Lines of data:
▼
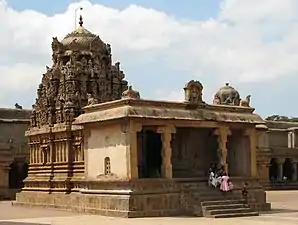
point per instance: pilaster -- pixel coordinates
(294, 168)
(222, 134)
(252, 135)
(166, 137)
(132, 150)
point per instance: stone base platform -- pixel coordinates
(138, 198)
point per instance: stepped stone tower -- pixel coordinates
(82, 74)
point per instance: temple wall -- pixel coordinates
(278, 138)
(192, 152)
(102, 143)
(13, 145)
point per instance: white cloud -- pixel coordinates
(249, 42)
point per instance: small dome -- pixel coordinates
(227, 90)
(130, 93)
(81, 36)
(227, 95)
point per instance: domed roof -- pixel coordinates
(227, 95)
(81, 36)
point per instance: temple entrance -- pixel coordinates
(151, 155)
(287, 169)
(273, 170)
(17, 173)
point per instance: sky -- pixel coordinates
(162, 44)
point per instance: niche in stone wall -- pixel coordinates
(107, 164)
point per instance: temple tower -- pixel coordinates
(82, 74)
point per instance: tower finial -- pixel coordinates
(81, 21)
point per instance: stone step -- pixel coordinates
(228, 211)
(231, 215)
(222, 202)
(229, 206)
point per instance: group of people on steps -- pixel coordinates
(219, 178)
▲
» WHAT YOU WILL DO:
Write the listing above out again exactly, dropping each image.

» THE ANSWER:
point per instance: pilaster -- pixel coordinates
(294, 168)
(222, 134)
(252, 135)
(166, 137)
(132, 150)
point per instance: stone base platform -- pixel coordinates
(138, 198)
point per instance: stepped stone tower -- pixel coordinates
(82, 74)
point per instance: temple wall -- pixel coordinates
(278, 138)
(192, 152)
(102, 143)
(13, 145)
point per instance: white cloud -- pixel coordinates
(249, 42)
point per instance: small dome -- pixel coordinates
(227, 90)
(130, 93)
(81, 36)
(227, 95)
point per instance: domed roof -- pixel coordinates
(227, 95)
(81, 36)
point per instance: temple entrance -- pixel coordinates
(151, 155)
(287, 169)
(273, 170)
(17, 173)
point per instance: sky -- pixel coordinates
(162, 44)
point per instance: niche in stone wall -- pixel coordinates
(107, 164)
point per instance: temple tower -- pixel coordinates
(82, 74)
point per instance: tower finial -- pixel coordinates
(81, 21)
point per instance: stone step -- pixel coordinates
(228, 211)
(231, 215)
(222, 202)
(229, 206)
point per instance: group of people on steps -- pixel coordinates
(219, 178)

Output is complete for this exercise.